■ **WHAT THIS TASK INVOLVES**: Please transcribe, exactly, the line that contains "Tag every instance of the white boat" and every line after it to the end of the records, and nothing else.
[Opening EXERCISE INPUT section]
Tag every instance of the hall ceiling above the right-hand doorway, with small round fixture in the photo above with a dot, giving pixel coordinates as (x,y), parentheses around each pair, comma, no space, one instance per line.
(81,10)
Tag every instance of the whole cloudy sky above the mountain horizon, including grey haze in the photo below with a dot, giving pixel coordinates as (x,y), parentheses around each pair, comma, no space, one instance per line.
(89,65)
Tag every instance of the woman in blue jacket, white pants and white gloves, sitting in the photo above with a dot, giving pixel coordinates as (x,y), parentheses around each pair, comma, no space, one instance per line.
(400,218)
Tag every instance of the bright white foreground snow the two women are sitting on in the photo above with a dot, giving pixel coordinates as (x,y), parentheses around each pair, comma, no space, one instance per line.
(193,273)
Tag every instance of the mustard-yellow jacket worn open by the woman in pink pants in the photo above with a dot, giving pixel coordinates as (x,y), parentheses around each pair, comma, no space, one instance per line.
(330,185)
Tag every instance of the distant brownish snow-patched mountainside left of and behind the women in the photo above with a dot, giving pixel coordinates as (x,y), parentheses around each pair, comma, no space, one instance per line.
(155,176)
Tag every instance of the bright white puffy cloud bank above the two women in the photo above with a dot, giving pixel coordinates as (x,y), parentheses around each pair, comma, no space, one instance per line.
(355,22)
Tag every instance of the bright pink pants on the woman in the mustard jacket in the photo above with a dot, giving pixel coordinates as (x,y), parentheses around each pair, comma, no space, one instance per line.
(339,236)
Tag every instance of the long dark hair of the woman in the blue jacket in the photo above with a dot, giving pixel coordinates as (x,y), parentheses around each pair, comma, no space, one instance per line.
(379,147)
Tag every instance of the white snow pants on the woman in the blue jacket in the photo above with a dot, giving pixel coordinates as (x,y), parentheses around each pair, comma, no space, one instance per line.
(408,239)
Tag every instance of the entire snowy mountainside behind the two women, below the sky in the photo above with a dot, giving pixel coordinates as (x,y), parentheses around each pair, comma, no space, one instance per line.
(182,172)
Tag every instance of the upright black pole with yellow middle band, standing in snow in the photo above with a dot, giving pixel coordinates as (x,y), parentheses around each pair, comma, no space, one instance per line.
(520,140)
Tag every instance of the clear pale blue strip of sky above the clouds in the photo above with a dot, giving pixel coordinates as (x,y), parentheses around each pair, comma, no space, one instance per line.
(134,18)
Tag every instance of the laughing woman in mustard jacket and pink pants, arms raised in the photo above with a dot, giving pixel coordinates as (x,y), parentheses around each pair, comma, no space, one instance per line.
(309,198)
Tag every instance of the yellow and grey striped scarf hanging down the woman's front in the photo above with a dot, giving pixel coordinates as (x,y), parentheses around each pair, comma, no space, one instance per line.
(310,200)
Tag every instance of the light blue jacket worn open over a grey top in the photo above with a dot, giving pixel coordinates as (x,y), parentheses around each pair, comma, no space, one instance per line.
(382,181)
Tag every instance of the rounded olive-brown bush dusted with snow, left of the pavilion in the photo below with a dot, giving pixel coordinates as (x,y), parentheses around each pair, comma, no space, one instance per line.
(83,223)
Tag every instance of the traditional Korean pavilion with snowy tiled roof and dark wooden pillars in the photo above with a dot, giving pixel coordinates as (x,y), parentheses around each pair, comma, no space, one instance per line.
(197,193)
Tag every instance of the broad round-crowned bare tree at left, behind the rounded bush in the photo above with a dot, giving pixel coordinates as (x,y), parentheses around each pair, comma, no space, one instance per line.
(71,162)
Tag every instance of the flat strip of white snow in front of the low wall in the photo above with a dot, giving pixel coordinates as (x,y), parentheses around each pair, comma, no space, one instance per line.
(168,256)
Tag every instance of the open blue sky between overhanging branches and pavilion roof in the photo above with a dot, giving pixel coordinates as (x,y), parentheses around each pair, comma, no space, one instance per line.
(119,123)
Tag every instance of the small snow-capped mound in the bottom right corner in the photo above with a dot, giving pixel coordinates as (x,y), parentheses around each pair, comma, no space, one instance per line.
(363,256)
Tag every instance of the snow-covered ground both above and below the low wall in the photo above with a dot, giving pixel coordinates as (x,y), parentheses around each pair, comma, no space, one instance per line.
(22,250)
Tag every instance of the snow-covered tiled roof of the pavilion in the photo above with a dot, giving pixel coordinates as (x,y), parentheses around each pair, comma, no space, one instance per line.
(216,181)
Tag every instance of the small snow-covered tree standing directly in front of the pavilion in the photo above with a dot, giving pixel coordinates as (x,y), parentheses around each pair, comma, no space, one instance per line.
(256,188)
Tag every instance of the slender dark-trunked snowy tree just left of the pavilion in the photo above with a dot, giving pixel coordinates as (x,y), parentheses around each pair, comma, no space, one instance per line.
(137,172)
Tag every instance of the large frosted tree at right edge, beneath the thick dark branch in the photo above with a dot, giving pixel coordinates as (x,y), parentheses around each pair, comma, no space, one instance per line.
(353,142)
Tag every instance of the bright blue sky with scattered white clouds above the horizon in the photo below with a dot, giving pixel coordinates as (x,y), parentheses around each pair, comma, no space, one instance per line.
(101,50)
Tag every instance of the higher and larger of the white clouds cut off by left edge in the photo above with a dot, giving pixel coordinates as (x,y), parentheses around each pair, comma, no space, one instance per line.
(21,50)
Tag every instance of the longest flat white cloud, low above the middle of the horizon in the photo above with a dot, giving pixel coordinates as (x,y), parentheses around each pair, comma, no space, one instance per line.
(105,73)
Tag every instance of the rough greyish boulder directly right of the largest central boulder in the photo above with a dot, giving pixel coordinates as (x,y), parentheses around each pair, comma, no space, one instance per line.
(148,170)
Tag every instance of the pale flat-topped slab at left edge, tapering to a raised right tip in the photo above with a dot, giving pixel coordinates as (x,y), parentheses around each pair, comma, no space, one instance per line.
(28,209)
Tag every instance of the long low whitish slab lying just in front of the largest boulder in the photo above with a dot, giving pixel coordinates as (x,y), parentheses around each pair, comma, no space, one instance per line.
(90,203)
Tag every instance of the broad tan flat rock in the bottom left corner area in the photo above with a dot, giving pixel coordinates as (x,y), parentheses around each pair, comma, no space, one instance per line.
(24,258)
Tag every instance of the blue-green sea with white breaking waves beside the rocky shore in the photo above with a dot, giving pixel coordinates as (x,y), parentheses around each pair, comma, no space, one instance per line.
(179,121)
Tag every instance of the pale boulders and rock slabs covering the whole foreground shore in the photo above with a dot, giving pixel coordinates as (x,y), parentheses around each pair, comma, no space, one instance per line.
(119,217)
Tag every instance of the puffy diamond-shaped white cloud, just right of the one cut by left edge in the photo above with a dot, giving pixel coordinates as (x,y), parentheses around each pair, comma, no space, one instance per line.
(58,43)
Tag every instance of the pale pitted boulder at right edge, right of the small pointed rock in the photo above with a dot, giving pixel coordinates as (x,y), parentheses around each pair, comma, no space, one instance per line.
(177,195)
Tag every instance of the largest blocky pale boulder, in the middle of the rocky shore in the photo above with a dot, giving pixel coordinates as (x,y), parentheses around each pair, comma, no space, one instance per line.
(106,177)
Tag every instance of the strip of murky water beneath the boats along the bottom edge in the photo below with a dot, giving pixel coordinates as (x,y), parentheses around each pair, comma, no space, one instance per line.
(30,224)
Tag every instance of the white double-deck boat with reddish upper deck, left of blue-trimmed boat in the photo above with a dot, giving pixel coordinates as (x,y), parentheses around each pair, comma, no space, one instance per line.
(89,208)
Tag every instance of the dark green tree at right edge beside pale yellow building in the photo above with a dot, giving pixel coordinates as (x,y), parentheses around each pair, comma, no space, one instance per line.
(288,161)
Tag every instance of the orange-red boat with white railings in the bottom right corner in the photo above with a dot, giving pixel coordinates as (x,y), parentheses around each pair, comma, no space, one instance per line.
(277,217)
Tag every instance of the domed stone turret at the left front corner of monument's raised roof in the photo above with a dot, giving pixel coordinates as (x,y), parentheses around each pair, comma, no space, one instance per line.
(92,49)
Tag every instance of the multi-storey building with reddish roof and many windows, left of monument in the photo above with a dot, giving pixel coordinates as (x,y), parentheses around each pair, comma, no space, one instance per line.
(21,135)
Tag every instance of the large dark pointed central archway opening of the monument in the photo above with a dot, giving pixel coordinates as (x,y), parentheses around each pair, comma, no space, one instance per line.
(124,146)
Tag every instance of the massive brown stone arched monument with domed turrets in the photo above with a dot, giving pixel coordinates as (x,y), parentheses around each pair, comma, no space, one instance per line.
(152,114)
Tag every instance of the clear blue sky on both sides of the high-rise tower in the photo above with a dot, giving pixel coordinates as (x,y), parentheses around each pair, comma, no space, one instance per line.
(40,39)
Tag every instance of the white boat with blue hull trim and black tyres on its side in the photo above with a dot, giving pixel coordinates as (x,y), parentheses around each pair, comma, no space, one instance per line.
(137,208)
[Closing EXERCISE INPUT section]
■ **SOLUTION TO THIS PROBLEM**:
Tag every instance of the white boat with blue hull trim and black tyres on its side in the photo above with a dot, giving pixel coordinates as (x,y), parentheses around each pair, comma, no space, one instance per line.
(137,208)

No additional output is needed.